Turn the lines below into a numbered list, skipping any blank lines and leaving the pictures out.
--- START ---
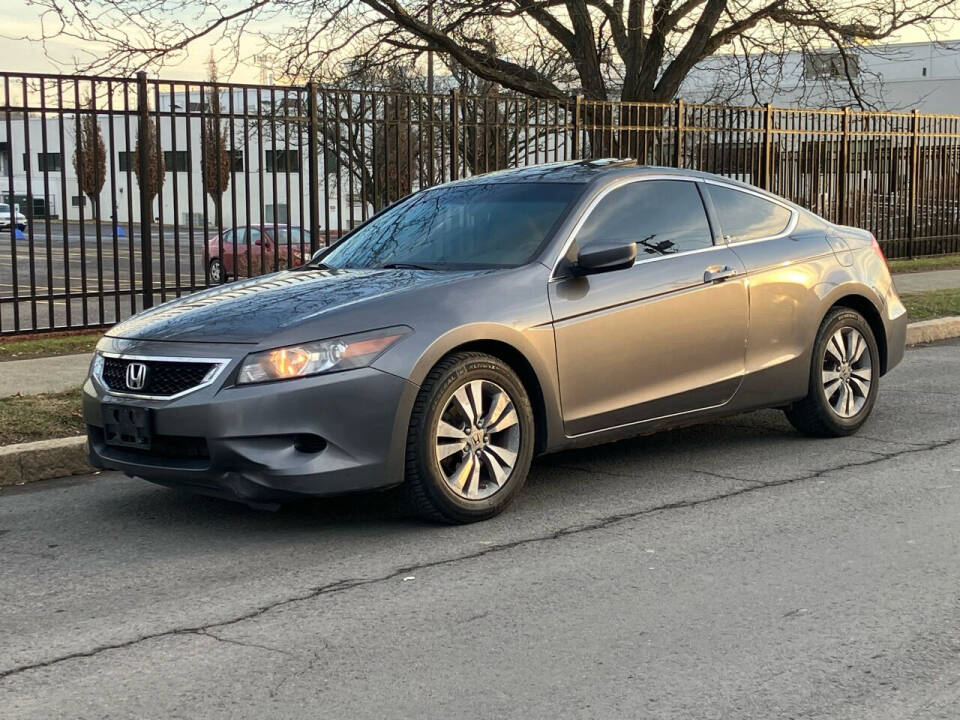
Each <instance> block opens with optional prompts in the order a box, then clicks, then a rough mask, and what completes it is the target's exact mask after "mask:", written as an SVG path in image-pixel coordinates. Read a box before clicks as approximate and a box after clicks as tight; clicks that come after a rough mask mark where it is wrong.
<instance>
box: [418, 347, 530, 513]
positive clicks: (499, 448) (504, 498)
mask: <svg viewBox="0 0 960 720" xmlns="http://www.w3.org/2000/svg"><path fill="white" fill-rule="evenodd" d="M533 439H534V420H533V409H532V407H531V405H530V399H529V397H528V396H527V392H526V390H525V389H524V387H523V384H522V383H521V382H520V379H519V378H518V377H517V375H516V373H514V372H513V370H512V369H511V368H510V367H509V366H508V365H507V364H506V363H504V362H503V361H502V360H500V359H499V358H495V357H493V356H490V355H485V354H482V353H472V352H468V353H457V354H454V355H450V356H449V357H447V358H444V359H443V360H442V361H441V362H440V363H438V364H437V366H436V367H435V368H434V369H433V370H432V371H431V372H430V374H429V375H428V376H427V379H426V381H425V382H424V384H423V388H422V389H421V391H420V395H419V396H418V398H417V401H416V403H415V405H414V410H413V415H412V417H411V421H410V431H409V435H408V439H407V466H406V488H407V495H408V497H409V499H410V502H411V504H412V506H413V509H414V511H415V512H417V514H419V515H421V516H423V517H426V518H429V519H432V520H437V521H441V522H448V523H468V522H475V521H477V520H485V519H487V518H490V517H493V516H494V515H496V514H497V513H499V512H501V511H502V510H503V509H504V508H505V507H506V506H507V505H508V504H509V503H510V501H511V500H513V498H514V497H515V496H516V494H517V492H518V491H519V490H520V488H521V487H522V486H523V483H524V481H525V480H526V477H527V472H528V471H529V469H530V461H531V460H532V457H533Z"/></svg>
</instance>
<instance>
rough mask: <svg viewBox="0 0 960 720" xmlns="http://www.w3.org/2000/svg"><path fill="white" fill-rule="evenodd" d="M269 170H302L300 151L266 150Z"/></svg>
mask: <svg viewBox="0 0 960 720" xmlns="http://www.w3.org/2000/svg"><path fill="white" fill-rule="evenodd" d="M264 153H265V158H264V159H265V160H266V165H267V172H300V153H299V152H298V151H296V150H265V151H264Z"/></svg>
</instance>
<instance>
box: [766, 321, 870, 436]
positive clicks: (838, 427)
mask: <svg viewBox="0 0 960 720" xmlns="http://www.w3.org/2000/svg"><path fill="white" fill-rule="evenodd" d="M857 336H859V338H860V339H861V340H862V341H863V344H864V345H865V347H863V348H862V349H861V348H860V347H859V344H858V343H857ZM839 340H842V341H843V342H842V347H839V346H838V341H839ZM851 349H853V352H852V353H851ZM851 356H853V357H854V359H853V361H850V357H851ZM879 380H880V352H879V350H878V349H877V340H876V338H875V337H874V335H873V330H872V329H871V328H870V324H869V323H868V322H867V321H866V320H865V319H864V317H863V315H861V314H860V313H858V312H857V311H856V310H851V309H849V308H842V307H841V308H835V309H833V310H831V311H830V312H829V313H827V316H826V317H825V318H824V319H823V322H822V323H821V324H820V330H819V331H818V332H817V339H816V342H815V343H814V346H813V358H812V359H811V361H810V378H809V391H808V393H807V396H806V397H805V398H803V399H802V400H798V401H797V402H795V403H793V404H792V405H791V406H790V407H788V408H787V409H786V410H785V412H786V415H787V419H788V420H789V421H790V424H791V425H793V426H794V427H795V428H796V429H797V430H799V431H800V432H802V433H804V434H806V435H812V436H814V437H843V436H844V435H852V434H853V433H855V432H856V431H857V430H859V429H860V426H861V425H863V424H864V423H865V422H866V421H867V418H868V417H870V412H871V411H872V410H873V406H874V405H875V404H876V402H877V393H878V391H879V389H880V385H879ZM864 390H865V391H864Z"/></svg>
--- END ---
Your solution:
1. Each <instance> block opens with optional prompts in the order a box, then clicks, then a rough mask, and what completes it is the target's exact mask after "mask:", written as an SVG path in image-pixel coordinates. Read a box before clicks as approximate and a box after clicks as tight; clicks that come after a rough mask mark where it is wrong.
2. <instance>
3. box: [418, 347, 530, 513]
4. positive clicks: (499, 448) (504, 498)
5. mask: <svg viewBox="0 0 960 720" xmlns="http://www.w3.org/2000/svg"><path fill="white" fill-rule="evenodd" d="M533 439H534V420H533V409H532V407H531V405H530V399H529V397H528V396H527V392H526V390H525V389H524V387H523V384H522V383H521V382H520V379H519V378H518V377H517V375H516V373H514V372H513V370H512V369H511V368H510V367H509V366H508V365H507V364H506V363H504V362H503V361H502V360H500V359H499V358H495V357H493V356H490V355H485V354H482V353H472V352H468V353H457V354H454V355H450V356H449V357H447V358H444V359H443V360H442V361H441V362H440V363H438V364H437V366H436V367H435V368H434V369H433V370H432V371H431V372H430V374H429V375H428V376H427V379H426V381H425V382H424V384H423V388H422V389H421V391H420V395H419V396H418V398H417V401H416V403H415V405H414V410H413V415H412V417H411V421H410V431H409V435H408V439H407V466H406V488H407V495H408V497H409V499H410V502H411V504H412V506H413V509H414V511H415V512H417V514H419V515H421V516H423V517H426V518H429V519H432V520H437V521H441V522H448V523H468V522H475V521H477V520H485V519H487V518H490V517H493V516H494V515H496V514H497V513H499V512H501V511H502V510H503V509H504V508H505V507H506V506H507V505H508V504H509V503H510V501H511V500H513V498H514V497H515V496H516V494H517V492H518V491H519V490H520V488H521V487H522V486H523V483H524V481H525V480H526V477H527V472H528V471H529V469H530V461H531V460H532V457H533Z"/></svg>
6. </instance>
7. <instance>
8. rough mask: <svg viewBox="0 0 960 720" xmlns="http://www.w3.org/2000/svg"><path fill="white" fill-rule="evenodd" d="M269 170H302L300 151L266 150Z"/></svg>
9. mask: <svg viewBox="0 0 960 720" xmlns="http://www.w3.org/2000/svg"><path fill="white" fill-rule="evenodd" d="M264 153H265V158H264V159H265V160H266V165H267V172H300V153H299V152H298V151H296V150H265V151H264Z"/></svg>
10. </instance>
11. <instance>
12. box: [766, 321, 870, 436]
13. positive clicks: (838, 427)
14. mask: <svg viewBox="0 0 960 720" xmlns="http://www.w3.org/2000/svg"><path fill="white" fill-rule="evenodd" d="M857 336H859V338H860V339H861V340H862V341H863V344H864V345H865V347H863V348H862V349H861V348H860V347H859V344H858V343H857ZM839 340H842V341H843V342H842V347H839V346H838V341H839ZM851 349H853V352H852V353H851ZM851 356H853V357H854V359H853V361H850V357H851ZM879 380H880V352H879V350H878V349H877V340H876V338H875V337H874V335H873V330H872V329H871V328H870V324H869V323H868V322H867V321H866V320H865V319H864V317H863V315H861V314H860V313H858V312H857V311H856V310H851V309H849V308H842V307H841V308H835V309H833V310H831V311H830V312H829V313H827V316H826V317H825V318H824V319H823V322H822V323H821V324H820V330H819V331H818V332H817V339H816V342H815V343H814V346H813V358H812V359H811V361H810V378H809V391H808V393H807V396H806V397H805V398H803V399H802V400H798V401H797V402H795V403H793V404H792V405H791V406H790V407H788V408H787V409H786V410H785V412H786V415H787V419H788V420H789V421H790V424H791V425H793V426H794V427H795V428H796V429H797V430H799V431H800V432H802V433H804V434H806V435H812V436H814V437H843V436H844V435H852V434H853V433H855V432H856V431H857V430H859V429H860V426H861V425H863V424H864V423H865V422H866V421H867V418H868V417H870V412H871V411H872V410H873V406H874V405H875V404H876V402H877V393H878V391H879V389H880V385H879ZM864 390H865V391H864Z"/></svg>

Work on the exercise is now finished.